* WORK TO BE COMPLETED:
From the line with "Might I trouble you for the coordinates of the dramatic" down to the final line of the material below, quote every line exactly and leave out all lines before it.

* MATERIAL SUPPLIED:
····················

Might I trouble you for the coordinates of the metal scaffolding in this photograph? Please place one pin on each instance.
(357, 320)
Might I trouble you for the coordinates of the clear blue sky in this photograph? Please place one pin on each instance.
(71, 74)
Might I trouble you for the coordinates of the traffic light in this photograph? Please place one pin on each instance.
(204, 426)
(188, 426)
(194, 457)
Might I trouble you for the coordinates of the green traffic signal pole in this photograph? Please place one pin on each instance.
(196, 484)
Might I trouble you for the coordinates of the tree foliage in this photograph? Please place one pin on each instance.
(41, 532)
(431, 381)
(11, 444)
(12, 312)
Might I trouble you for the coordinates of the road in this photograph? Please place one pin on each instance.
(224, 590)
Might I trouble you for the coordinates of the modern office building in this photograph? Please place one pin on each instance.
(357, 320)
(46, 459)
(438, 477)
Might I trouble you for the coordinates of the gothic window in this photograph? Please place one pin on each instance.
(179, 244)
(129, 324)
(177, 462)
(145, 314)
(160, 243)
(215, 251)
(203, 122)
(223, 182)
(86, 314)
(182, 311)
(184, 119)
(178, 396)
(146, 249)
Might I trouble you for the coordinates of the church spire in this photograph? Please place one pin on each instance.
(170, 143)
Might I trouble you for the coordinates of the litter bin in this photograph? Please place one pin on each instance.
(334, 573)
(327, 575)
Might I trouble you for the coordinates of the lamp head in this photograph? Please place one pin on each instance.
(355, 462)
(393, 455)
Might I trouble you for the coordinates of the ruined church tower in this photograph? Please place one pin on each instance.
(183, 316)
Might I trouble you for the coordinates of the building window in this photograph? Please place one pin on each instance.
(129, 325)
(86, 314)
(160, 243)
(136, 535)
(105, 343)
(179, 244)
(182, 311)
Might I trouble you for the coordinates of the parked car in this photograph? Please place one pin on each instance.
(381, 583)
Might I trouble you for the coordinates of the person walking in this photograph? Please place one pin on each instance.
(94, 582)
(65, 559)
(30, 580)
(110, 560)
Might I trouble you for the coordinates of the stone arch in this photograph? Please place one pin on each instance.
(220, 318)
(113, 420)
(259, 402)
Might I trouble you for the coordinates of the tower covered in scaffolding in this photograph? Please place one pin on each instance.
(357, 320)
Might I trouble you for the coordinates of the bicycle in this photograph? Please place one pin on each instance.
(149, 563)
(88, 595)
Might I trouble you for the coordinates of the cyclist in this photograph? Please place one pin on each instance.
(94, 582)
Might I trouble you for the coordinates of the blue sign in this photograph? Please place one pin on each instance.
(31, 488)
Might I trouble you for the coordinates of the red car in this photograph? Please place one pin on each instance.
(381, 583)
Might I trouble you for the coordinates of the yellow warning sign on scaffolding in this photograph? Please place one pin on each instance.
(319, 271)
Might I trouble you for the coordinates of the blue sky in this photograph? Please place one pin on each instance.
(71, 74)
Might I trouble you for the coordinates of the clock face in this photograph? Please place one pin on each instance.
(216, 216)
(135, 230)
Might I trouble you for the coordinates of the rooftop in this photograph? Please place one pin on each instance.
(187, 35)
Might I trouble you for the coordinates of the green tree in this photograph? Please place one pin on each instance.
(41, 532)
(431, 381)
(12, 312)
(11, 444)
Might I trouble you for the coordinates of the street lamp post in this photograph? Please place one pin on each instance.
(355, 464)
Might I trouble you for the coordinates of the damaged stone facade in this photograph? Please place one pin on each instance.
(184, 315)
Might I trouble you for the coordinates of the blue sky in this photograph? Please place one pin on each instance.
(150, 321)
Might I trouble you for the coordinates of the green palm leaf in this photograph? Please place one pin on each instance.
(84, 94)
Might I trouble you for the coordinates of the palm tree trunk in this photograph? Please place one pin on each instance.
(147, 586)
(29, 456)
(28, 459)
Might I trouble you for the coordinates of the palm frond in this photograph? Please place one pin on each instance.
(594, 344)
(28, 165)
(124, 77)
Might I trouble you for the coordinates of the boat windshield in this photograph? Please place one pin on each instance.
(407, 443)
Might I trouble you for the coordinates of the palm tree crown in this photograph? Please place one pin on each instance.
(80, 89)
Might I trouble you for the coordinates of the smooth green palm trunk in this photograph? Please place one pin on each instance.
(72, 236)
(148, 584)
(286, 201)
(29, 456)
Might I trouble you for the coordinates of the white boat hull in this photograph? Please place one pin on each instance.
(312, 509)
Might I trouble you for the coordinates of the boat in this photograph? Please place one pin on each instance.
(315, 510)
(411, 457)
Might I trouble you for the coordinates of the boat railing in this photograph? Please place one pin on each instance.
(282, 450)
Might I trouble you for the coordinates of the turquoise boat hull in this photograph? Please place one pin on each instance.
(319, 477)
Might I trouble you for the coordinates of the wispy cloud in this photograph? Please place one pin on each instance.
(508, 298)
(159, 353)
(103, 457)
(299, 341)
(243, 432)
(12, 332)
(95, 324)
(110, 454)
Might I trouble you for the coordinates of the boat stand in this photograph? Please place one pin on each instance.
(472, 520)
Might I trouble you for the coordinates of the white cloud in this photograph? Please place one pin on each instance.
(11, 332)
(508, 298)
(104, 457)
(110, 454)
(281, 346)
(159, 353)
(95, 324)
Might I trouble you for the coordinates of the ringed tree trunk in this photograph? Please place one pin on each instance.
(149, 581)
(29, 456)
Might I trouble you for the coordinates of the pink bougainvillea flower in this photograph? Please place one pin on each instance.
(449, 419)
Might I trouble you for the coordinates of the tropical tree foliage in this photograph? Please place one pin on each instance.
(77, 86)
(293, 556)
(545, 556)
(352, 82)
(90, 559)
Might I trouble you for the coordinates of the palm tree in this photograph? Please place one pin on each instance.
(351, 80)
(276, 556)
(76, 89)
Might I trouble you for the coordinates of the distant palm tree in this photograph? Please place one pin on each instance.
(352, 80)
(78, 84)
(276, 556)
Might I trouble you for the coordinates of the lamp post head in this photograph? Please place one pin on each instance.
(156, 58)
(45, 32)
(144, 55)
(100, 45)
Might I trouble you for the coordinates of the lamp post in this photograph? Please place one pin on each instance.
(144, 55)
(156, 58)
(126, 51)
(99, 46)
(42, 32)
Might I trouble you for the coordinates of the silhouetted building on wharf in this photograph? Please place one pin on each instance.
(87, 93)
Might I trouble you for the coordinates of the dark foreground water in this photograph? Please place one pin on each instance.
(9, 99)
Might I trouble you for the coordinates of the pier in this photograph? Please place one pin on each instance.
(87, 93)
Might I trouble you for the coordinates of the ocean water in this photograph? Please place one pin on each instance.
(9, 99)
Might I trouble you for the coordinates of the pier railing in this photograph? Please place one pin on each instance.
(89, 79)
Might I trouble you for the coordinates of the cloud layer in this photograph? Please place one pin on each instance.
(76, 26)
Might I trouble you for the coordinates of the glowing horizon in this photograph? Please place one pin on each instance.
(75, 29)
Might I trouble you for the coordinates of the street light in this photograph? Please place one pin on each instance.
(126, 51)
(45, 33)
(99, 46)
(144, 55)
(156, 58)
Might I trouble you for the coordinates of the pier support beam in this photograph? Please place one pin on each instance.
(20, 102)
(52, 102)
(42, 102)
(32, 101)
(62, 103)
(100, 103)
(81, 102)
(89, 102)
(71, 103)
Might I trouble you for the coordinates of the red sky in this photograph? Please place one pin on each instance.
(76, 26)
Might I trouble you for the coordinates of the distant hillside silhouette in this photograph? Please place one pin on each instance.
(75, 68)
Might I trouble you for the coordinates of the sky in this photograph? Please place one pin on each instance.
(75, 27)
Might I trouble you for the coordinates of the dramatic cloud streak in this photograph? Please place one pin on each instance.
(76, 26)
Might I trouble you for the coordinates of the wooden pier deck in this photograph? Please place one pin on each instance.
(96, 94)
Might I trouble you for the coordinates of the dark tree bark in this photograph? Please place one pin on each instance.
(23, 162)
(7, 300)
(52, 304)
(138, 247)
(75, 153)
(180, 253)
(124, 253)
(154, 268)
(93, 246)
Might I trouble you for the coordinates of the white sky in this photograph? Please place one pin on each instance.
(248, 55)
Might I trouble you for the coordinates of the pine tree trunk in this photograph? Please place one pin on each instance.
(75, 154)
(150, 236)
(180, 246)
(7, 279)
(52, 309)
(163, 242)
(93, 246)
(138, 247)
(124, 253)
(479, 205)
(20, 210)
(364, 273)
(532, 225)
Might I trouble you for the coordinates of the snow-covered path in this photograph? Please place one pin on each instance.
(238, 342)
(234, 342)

····················

* WRITTEN REPLY:
Might I trouble you for the coordinates of the dramatic cloud streak in this photograph? Please place one pin on each instance.
(76, 26)
Might I trouble you for the coordinates of the wooden pier deck in this photograph? Please place one pin on each instance.
(96, 94)
Might I trouble you for the coordinates of the dark tree bark in this photograph? Please place one pin on each instance.
(23, 162)
(7, 300)
(52, 304)
(138, 247)
(75, 153)
(180, 253)
(124, 253)
(154, 268)
(93, 246)
Might I trouble you for the coordinates of the white sky in this photograph? Please place one pin on each instance.
(248, 55)
Might I trouble you for the coordinates of the pine tree trunk in this photograph? Please place one pin on each instance.
(75, 154)
(150, 236)
(180, 246)
(7, 279)
(52, 309)
(163, 242)
(93, 246)
(138, 247)
(124, 253)
(479, 205)
(20, 210)
(364, 273)
(532, 225)
Might I trouble you for the coordinates of the snow-covered path in this photograph? Please place one pin on each instance.
(238, 342)
(234, 342)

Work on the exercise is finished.